▶ **Registros mostrados**
== == ==

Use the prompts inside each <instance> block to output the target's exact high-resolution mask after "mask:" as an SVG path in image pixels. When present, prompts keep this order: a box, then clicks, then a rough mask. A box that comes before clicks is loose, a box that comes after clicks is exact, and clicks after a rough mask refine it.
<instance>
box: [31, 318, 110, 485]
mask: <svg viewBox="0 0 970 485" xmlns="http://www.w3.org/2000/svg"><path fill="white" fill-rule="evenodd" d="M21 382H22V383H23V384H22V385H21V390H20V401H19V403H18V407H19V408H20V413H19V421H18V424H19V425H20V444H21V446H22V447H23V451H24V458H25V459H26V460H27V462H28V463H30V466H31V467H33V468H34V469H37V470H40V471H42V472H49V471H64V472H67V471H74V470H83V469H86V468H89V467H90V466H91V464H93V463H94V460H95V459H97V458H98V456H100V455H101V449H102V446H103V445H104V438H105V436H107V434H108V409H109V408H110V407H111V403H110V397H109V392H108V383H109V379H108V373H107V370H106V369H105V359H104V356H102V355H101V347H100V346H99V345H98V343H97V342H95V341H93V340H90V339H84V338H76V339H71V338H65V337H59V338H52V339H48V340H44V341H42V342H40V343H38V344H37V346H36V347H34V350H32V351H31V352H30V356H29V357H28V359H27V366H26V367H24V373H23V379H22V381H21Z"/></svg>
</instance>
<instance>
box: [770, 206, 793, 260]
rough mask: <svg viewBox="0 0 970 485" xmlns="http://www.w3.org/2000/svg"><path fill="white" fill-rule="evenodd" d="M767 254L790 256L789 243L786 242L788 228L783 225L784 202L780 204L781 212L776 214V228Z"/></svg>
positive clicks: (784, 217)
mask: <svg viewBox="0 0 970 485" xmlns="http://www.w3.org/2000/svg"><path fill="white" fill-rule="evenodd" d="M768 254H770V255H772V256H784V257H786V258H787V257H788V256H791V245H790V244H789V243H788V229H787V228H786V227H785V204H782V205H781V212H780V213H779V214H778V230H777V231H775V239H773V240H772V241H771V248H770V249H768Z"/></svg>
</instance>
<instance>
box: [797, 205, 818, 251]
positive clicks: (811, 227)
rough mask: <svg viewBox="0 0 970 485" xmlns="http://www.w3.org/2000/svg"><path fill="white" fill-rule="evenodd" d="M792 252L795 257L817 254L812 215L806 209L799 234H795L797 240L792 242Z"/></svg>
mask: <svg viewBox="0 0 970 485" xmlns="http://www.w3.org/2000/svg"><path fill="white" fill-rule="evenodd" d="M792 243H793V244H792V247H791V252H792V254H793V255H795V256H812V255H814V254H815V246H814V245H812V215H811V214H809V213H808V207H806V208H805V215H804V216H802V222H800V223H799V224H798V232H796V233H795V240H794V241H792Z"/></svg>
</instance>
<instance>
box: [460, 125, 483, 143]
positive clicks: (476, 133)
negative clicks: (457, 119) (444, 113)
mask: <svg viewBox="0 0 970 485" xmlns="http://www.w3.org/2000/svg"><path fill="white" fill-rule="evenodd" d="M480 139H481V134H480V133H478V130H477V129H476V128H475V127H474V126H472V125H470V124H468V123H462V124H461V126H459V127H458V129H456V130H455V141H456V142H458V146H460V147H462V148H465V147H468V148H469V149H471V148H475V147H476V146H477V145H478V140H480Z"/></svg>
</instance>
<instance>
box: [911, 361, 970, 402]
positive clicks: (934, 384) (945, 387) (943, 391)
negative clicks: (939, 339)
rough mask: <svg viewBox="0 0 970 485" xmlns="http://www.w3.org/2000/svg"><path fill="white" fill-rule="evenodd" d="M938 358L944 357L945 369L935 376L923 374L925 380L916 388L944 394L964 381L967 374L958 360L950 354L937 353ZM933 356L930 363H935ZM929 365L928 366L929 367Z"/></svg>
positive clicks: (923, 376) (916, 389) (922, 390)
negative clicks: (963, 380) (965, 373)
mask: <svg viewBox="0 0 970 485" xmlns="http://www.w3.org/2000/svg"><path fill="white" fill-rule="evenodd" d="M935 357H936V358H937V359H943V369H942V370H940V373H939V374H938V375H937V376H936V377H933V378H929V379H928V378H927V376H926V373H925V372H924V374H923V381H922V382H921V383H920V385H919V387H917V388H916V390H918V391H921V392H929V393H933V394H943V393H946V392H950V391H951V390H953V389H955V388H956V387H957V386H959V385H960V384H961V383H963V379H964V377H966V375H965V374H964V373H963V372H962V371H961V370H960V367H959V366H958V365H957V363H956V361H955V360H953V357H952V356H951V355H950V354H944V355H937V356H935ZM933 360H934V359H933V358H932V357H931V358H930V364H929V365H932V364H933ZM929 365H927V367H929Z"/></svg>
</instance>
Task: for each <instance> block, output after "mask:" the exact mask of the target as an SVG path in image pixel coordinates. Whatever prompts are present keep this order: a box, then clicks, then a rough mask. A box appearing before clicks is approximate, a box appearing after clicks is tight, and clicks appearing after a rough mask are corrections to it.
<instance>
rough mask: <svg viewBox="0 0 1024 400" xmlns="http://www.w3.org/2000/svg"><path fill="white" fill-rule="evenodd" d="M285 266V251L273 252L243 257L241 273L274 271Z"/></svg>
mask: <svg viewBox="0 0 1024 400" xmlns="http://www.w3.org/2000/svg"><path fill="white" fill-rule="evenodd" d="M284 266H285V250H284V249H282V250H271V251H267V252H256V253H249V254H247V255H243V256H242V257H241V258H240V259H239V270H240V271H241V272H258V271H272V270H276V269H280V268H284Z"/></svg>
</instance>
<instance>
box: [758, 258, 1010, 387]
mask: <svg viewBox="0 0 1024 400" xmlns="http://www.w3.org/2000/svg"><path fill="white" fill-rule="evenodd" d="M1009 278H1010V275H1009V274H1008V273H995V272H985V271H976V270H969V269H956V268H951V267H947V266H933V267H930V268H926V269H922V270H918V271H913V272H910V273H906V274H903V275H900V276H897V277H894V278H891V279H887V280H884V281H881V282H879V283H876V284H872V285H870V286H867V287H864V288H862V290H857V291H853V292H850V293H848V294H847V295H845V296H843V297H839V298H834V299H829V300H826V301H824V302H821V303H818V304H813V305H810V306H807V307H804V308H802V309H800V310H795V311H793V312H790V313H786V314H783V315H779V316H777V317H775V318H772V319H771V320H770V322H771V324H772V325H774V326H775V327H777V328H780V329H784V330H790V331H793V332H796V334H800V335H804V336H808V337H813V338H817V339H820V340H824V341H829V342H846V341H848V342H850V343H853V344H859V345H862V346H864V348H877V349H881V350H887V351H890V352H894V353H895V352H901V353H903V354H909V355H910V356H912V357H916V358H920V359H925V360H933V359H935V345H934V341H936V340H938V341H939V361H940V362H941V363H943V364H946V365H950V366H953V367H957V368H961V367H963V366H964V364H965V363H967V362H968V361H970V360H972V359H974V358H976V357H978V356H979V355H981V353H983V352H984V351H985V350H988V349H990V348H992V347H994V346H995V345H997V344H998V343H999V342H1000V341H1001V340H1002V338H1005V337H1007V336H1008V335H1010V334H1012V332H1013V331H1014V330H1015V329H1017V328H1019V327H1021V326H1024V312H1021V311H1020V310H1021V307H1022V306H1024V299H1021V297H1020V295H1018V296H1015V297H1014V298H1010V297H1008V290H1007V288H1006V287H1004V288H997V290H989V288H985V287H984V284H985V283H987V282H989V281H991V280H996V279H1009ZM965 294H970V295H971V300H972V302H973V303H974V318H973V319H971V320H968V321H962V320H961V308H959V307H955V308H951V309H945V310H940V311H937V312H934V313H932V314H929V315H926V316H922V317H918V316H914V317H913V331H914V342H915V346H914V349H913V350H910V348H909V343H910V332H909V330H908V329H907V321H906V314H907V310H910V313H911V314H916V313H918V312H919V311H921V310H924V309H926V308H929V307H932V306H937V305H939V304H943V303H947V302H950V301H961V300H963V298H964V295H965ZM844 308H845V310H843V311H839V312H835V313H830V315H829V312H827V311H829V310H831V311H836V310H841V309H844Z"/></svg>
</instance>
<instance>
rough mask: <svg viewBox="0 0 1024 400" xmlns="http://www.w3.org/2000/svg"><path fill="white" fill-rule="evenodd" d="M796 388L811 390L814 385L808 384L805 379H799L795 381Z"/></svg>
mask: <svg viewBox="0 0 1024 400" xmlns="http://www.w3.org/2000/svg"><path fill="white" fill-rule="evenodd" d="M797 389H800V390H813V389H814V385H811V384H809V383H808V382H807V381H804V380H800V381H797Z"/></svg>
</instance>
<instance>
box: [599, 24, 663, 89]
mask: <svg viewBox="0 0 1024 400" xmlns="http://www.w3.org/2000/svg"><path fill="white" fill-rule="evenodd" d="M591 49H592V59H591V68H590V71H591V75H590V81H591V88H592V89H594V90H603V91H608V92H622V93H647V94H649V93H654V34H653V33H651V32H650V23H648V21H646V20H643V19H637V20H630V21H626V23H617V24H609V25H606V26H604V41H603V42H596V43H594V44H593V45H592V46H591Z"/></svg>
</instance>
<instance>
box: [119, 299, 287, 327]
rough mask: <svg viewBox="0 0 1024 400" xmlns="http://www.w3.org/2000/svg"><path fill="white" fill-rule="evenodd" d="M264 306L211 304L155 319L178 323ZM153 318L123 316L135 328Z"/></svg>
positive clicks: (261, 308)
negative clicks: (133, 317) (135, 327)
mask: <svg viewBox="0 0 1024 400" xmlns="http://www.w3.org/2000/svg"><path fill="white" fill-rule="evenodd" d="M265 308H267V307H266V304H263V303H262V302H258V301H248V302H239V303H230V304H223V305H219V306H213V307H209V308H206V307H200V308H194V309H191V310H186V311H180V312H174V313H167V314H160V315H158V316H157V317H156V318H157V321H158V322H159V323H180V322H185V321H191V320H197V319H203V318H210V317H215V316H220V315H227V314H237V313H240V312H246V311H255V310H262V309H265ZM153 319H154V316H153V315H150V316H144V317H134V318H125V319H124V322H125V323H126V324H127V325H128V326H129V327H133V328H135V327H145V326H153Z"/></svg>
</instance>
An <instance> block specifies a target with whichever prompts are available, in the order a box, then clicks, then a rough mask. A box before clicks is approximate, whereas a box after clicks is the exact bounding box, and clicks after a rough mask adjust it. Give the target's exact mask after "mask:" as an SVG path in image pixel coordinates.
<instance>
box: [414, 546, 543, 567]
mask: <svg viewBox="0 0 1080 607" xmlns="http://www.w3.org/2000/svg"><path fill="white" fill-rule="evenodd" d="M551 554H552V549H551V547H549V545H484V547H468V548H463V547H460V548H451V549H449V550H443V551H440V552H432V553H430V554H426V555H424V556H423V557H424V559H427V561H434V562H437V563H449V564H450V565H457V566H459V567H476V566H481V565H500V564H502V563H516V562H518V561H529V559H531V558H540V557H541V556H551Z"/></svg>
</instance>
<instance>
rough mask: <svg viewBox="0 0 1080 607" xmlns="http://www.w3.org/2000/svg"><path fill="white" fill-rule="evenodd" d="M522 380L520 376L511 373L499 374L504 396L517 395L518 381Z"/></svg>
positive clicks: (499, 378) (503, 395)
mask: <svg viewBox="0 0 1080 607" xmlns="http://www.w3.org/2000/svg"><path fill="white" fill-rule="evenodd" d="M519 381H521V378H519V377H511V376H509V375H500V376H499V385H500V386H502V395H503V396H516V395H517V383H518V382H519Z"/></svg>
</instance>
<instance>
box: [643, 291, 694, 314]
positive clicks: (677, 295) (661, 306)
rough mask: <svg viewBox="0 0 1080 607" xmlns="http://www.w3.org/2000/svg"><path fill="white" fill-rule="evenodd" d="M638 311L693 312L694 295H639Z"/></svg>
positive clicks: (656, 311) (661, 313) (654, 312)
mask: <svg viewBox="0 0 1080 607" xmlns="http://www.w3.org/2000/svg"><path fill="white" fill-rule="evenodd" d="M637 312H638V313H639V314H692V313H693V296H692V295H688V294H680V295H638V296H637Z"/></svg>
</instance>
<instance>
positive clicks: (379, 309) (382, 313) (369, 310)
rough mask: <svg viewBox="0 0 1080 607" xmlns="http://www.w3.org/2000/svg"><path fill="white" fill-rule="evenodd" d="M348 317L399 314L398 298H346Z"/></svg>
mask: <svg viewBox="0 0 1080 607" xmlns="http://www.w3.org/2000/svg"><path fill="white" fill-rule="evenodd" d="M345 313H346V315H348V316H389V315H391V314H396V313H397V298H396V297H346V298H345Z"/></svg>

== == ==

▶ **Tarea**
Organiza en una lista numerada las líneas de los registros desde el principio hasta la línea que contiene "box: [31, 318, 110, 485]", ambos extremos incluidos. Omite las líneas en blanco.

▶ **Tu solución**
1. Use the prompts inside each <instance> block to output the target's exact high-resolution mask after "mask:" as an SVG path in image pixels. When present, prompts keep this order: a box, then clicks, then a rough mask. A box that comes before clicks is loose, a box that comes after clicks is exact, and clicks after a rough mask refine it.
2. <instance>
3. box: [31, 318, 110, 485]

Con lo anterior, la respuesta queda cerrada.